» Work item
Go through the data below and transcribe it exactly. Omit the images.

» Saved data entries
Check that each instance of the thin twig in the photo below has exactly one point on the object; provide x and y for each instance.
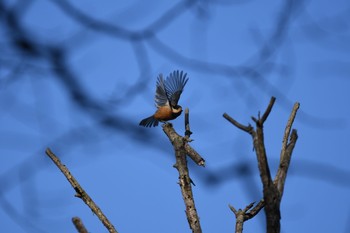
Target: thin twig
(247, 213)
(268, 110)
(247, 129)
(79, 225)
(80, 192)
(187, 123)
(286, 151)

» Answer area
Check that each instance of the thin twig in the photo below has exactly one point on the object; provide x and y for each instance.
Target: thin twig
(247, 213)
(268, 110)
(247, 129)
(79, 225)
(80, 192)
(187, 123)
(286, 151)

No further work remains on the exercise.